Task prompt:
Copy the part of the grilled chicken recipe below word for word, beginning at the words "- 1 tablespoon olive" and stopping after the words "with a fork.".

--- Text excerpt Enclosed Below ---

Grilled Chicken with Brussels Sprouts and Quinoa
By Nmami Agarwal 03-Jan 2020 Reading Time: 4 Mins
Grilled Chicken with Brussels Sprouts and Quinoa is a wholesome and protein-packed meal that’s perfect for a healthy dinner. The grilled chicken offers lean protein, while the Brussels sprouts provide fiber and essential vitamins. Quinoa adds a nutritious grain element, making this dish a balanced choice for any meal.
For a Serving Size of Two:
Ingredients:
- 200 grams boneless, skinless chicken breast
- 100 grams halved Brussels sprouts
- 60 grams quinoa (uncooked)
- 1 tablespoon olive oil
- 1 teaspoon garlic powder
- 1 teaspoon paprika
- Salt and pepper to taste
- 1 tablespoon lemon juice
- Fresh parsley for garnish (optional)
Procedure:
- Rinse the quinoa under cold water. In a saucepan, combine 60 grams of quinoa with 120 ml (about ½ cup) of water. Bring to a boil, then reduce heat to low, cover, and simmer for about 15 minutes or until the quinoa is fluffy and the water is absorbed.
- Remove from heat and let it sit covered for 5 minutes, then fluff with a fork.

--- End of Enclosed Text excerpt ---
--- Data extracts Enclosed Below ---

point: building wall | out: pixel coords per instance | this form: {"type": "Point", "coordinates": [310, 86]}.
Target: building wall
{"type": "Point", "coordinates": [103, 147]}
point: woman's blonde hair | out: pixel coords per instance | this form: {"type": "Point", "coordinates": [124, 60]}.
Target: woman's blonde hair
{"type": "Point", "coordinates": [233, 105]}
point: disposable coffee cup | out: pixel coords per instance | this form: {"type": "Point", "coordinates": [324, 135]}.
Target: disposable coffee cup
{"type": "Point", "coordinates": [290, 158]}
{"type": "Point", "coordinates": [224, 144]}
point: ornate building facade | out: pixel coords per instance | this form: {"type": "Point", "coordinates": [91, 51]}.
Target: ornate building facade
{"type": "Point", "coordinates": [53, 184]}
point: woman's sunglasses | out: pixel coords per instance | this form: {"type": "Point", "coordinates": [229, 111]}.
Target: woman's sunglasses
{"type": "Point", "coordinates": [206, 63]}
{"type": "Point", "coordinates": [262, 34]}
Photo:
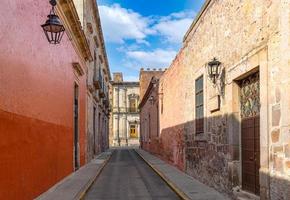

--- End of Enclosed Data extracts ---

Result of the exercise:
- 1 tablespoon olive oil
- 1 teaspoon garlic powder
- 1 teaspoon paprika
- Salt and pepper to taste
- 1 tablespoon lemon juice
- Fresh parsley for garnish (optional)
Procedure:
- Rinse the quinoa under cold water. In a saucepan, combine 60 grams of quinoa with 120 ml (about ½ cup) of water. Bring to a boil, then reduce heat to low, cover, and simmer for about 15 minutes or until the quinoa is fluffy and the water is absorbed.
- Remove from heat and let it sit covered for 5 minutes, then fluff with a fork.